TASK INSTRUCTIONS
Find every line in the material below that contains the word "mask" and copy each of those lines.

LISTED RECORDS
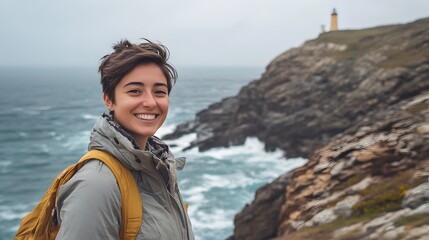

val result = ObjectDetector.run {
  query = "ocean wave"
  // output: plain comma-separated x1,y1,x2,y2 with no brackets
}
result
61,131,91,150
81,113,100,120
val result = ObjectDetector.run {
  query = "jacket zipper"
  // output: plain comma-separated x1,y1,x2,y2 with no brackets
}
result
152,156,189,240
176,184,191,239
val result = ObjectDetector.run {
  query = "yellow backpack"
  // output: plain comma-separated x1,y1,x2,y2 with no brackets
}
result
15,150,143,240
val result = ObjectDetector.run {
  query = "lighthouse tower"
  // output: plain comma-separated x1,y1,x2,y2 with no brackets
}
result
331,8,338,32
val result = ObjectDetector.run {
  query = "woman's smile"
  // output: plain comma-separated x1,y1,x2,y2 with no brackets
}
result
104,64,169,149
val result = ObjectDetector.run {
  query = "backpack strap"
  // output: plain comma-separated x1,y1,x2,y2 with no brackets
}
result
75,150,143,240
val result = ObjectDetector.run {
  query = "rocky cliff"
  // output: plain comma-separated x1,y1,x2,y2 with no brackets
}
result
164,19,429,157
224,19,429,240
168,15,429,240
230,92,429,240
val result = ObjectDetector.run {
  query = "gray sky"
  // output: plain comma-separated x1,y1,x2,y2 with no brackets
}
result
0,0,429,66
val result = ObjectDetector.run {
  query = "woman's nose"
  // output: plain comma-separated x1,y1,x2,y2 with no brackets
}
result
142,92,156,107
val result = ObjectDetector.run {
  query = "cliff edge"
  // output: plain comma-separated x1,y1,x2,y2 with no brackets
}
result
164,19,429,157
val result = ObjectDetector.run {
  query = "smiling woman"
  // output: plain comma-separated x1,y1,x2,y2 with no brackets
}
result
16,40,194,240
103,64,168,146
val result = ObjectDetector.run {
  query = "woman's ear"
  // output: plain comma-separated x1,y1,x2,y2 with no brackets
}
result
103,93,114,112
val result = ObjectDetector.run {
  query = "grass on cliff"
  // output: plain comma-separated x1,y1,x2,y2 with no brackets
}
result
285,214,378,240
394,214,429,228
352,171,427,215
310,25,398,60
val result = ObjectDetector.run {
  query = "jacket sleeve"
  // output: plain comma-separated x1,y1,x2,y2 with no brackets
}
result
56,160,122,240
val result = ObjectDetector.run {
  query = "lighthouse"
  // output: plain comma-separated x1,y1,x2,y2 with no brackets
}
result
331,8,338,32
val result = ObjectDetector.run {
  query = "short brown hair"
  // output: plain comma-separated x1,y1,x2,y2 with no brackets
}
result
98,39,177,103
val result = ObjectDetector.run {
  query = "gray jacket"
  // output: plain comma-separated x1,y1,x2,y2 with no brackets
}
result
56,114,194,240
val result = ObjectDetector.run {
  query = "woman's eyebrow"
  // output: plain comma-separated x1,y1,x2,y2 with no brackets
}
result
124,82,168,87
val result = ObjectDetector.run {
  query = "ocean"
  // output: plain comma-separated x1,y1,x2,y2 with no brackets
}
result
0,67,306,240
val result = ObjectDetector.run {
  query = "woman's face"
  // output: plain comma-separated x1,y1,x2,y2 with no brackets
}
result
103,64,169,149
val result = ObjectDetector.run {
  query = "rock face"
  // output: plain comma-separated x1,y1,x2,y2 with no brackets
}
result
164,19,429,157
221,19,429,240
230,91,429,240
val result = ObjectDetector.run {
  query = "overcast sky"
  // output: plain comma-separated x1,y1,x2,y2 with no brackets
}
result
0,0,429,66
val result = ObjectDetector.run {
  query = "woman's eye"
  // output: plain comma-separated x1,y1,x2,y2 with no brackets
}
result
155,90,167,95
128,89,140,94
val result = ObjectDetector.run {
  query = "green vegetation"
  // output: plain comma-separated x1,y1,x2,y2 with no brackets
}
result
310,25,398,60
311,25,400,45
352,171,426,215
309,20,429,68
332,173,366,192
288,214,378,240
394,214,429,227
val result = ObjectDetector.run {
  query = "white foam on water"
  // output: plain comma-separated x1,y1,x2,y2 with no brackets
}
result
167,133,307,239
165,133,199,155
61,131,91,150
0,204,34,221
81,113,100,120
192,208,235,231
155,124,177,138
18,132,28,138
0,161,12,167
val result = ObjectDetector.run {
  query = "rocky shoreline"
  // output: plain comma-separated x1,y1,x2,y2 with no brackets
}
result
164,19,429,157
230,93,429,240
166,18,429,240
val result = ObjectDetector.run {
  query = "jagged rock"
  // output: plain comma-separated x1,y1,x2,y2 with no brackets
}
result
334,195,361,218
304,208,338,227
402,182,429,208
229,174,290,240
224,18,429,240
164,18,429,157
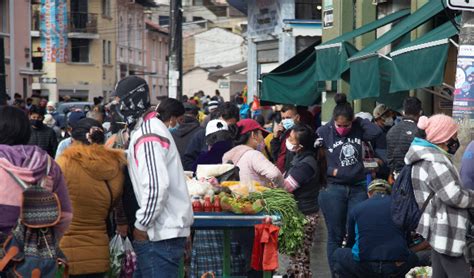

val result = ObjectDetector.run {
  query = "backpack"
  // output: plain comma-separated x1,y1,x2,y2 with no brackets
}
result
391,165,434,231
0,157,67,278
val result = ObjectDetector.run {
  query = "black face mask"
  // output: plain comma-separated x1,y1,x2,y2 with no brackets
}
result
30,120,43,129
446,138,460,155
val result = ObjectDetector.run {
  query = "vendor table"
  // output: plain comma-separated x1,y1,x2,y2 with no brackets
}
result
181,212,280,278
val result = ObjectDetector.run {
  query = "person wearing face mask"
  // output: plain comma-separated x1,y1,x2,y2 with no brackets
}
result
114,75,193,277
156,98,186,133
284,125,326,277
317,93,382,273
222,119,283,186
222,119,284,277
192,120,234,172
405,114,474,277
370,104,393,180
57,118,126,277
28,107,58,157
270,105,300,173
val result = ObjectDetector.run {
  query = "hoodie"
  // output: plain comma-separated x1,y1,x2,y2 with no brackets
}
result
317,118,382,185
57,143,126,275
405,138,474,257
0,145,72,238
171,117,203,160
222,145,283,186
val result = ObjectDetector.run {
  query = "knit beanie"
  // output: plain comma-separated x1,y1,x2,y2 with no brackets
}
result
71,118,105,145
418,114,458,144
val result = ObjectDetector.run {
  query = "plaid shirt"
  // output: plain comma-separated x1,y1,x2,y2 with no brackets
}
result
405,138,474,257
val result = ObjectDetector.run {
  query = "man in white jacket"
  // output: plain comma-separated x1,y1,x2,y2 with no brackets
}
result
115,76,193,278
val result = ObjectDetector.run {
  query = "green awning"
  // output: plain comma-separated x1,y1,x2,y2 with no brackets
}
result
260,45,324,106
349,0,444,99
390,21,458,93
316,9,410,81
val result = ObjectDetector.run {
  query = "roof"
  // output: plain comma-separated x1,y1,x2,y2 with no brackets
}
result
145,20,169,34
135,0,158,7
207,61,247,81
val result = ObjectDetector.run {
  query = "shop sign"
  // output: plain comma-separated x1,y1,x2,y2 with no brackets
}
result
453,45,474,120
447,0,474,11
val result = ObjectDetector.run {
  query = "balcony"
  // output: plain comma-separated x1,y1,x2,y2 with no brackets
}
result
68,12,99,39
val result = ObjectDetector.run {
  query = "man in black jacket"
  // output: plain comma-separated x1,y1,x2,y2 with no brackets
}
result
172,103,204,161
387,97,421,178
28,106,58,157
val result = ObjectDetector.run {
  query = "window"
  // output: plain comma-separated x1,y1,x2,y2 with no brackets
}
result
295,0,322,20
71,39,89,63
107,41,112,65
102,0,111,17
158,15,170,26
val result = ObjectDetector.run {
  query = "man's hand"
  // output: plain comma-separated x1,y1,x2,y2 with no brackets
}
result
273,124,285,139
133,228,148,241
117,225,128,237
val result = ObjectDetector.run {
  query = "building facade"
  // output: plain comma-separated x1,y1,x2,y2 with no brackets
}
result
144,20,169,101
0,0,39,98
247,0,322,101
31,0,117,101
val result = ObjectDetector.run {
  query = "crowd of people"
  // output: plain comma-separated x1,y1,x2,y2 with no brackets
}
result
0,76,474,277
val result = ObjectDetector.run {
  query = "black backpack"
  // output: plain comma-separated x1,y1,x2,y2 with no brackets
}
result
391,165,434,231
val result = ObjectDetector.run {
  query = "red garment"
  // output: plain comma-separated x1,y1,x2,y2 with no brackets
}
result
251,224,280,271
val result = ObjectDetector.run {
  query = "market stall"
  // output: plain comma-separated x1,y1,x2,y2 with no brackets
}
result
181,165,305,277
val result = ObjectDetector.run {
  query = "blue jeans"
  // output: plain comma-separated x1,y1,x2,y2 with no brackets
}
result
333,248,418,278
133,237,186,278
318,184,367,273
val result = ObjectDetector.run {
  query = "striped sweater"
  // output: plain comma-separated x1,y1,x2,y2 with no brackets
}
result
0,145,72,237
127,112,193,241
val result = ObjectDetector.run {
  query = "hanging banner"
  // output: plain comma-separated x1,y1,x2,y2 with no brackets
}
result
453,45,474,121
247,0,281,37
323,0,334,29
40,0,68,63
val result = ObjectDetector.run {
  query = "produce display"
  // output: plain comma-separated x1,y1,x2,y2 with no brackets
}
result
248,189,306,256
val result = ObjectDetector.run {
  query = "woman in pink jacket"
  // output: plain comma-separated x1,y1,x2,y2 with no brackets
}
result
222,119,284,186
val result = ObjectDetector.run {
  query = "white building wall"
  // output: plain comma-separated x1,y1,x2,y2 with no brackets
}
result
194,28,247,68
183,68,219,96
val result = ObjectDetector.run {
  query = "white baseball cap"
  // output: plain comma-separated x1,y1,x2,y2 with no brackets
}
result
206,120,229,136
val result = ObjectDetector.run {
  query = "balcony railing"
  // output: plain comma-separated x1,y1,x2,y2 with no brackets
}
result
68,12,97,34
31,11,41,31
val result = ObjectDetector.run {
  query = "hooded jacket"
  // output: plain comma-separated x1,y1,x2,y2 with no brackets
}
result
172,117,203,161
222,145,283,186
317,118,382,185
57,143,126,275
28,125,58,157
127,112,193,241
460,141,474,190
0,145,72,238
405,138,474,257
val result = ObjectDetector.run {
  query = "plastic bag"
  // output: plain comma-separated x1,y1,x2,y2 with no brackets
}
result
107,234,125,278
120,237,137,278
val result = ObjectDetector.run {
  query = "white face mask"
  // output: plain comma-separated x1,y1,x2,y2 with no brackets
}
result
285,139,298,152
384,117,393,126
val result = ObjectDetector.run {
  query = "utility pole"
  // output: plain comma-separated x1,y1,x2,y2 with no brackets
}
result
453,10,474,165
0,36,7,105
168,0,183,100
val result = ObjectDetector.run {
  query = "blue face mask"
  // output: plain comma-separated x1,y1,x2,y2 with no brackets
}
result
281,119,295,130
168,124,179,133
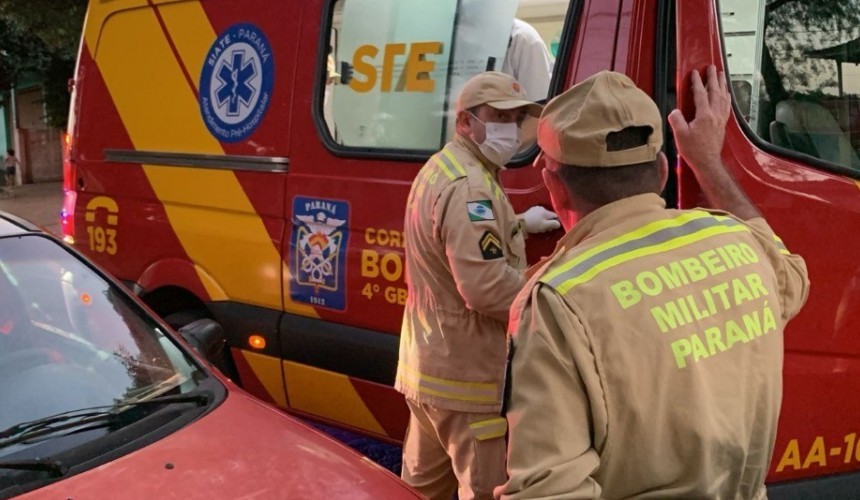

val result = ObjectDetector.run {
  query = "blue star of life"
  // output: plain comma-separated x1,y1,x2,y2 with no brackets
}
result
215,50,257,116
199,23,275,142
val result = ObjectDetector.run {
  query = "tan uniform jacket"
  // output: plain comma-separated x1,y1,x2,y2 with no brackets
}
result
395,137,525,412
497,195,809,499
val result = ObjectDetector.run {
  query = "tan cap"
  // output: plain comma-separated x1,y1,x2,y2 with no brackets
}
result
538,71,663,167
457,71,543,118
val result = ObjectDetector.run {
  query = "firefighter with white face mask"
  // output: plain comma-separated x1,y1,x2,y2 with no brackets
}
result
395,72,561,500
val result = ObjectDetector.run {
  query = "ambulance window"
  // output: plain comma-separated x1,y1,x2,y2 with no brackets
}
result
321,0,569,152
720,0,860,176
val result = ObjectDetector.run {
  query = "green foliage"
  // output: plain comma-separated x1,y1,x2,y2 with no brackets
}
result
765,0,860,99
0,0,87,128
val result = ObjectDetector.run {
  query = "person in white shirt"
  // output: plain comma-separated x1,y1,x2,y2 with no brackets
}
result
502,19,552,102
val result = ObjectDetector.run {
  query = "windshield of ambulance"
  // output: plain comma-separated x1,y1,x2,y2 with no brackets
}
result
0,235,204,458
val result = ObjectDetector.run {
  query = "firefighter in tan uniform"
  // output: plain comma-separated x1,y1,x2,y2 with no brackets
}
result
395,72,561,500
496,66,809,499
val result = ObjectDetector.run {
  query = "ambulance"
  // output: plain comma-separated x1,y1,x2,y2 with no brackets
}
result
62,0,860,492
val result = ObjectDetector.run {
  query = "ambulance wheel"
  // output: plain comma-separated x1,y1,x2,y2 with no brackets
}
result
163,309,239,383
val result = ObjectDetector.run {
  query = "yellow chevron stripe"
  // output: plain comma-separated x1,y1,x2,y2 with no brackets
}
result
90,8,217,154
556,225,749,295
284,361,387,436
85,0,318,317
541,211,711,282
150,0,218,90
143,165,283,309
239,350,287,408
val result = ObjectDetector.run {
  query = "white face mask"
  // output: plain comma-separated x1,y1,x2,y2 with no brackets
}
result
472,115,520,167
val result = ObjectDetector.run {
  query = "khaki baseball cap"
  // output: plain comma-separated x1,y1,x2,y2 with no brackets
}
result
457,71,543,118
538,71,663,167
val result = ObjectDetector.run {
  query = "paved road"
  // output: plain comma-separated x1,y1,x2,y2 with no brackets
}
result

RESULT OF THIS TASK
  query = "black face mask"
  query = "person wearing face mask"
  query = "white face mask"
  query = "blue face mask"
  query = "firefighter with white face mask"
  query = "white face mask"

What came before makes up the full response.